◆ **Records for this task**:
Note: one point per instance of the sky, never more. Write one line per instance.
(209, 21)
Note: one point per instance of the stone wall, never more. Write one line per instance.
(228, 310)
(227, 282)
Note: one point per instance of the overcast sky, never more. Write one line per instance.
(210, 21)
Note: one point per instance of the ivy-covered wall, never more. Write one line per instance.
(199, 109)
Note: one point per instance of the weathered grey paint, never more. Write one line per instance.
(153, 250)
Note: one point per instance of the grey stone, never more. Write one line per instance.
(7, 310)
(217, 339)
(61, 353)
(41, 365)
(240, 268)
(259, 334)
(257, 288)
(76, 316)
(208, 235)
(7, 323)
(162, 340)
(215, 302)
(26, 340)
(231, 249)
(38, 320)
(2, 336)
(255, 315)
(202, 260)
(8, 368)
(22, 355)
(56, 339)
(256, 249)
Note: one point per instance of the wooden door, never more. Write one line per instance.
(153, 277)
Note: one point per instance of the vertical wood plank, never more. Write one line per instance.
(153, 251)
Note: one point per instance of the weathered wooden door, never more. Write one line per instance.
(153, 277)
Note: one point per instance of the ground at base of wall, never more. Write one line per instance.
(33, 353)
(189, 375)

◆ **Aim of the task**:
Exactly as written, transcribe every line shown above.

◆ **Task answer**:
Note: one point per instance of the sky, never more. Write one line per instance.
(209, 21)
Note: one point per instance of the stone wall, never more. Write one line per instance.
(228, 310)
(227, 282)
Note: one point per instance of the overcast sky, never more. Write one line per instance.
(210, 21)
Note: one point per instance of the ivy-covered wall, never more. Write one line per instance.
(199, 109)
Note: one point per instance of the weathered grey paint, never more. Write one line per instance.
(153, 250)
Note: one point per instance of the grey stone, never more. Write one line per instance.
(7, 310)
(217, 339)
(61, 353)
(41, 365)
(240, 268)
(259, 334)
(257, 288)
(76, 316)
(208, 235)
(7, 323)
(162, 340)
(215, 302)
(26, 340)
(231, 249)
(38, 320)
(2, 336)
(255, 315)
(202, 260)
(8, 368)
(22, 355)
(56, 339)
(256, 249)
Note: one point per instance of the wooden door, never more. Write one line per instance.
(153, 277)
Note: one point per instance of the vertical wood plank, never more. Write one line per instance.
(153, 251)
Note: one point per instance of the weathered wooden door, never more. Write one line per instance.
(153, 277)
Note: one point per instance of the ground at base of wall, never more. Write one line per instance.
(33, 353)
(189, 375)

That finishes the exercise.